-- Start of TEXT SHOWN --

# Please id



## fish_sauce (Apr 3, 2004)

Is this a sanchezi? 7.5"


----------



## Joga Bonito (Oct 30, 2004)

looks like a sanchezi.


----------



## piranha_guy_dan (Oct 4, 2004)

yes it is!

bingo


----------



## jaejae (Apr 16, 2005)

Size does count....gorgeous fish...wow!!!!!!!!!























What you feeding him?

Jay


----------



## Blacklotus (Aug 19, 2005)

Looks like it, nice pic


----------



## werdna (Mar 15, 2005)

looks good to me


----------



## ANDONI (Jul 11, 2004)

I'm still not sure thats a Sanchezi, any other opinions.


----------



## Fomoris (Mar 13, 2005)

I think S. sanchezi too


----------



## piranha_guy_dan (Oct 4, 2004)

ANDONI said:


> I'm still not sure thats a Sanchezi, any other opinions.


yeah 1 more

ruby red spilo


----------



## Piranha Guru (Nov 24, 2005)

ANDONI said:


> I'm still not sure thats a Sanchezi, any other opinions.


I'm with you, but I can't say for sure what else it would be. Besides the distinct terminal band and faint base, the anal fin looks way too clear for a sanchezi. The other verified sanchezis I've seen have a red anal fin with a black base, and the terminal band on the tail is faint, but dark at the base. Hopefully Frank can help explain all this...just when I thought I had half a clue!

-- End of TEXT SHOWN --

PROBLEM 1:
Could you retype the fish identification thread from "I'm with you, but" up to and including "half a clue!"?
PROBLEM 2:
Can you continue the fish identification thread from the point where it stops?

-- Start of MATERIAL PROVIDED --

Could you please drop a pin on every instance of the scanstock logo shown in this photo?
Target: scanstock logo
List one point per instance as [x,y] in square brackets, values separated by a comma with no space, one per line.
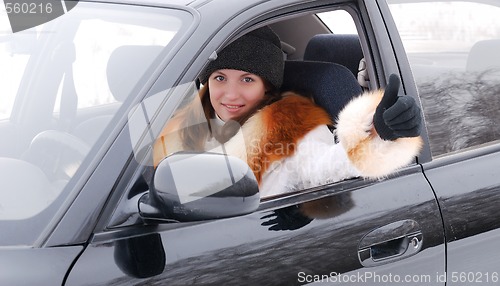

-- End of MATERIAL PROVIDED --

EXPECTED OUTPUT 1:
I'm with you, but I can't say for sure what else it would be. Besides the distinct terminal band and faint base, the anal fin looks way too clear for a sanchezi. The other verified sanchezis I've seen have a red anal fin with a black base, and the terminal band on the tail is faint, but dark at the base. Hopefully Frank can help explain all this...just when I thought I had half a clue!

EXPECTED OUTPUT 2:
----------



## nubsmoke (Feb 4, 2004)

fish_sauce said:


> Is this a sanchezi? 7.5"


Compare yours with the one I posted. I just move it back to the top.


----------



## fish_sauce (Apr 3, 2004)

bump


----------



## C0Rey (Jan 7, 2006)

sanchezi


----------



## piranha_guy_dan (Oct 4, 2004)

why did you bump it? lol

its still a sanchezi


----------



## ANDONI (Jul 11, 2004)

He said the fish is 7.5 inches, whats the max sixe of a Sanchezi.


----------



## piranha_guy_dan (Oct 4, 2004)

ANDONI said:


> He said the fish is 7.5 inches, whats the max sixe of a Sanchezi.


its probably a guesstimate, unless i see a ruler there it would be 5 inches for all i know.

also lots of fish are said to max out at a certain size but do grow bigger


----------



## Grosse Gurke (Jan 3, 2003)

Sanchezi.


----------



## Piranha loca (Aug 20, 2006)

I say a sanchezi also man.


----------



## a-ronn (Jun 12, 2006)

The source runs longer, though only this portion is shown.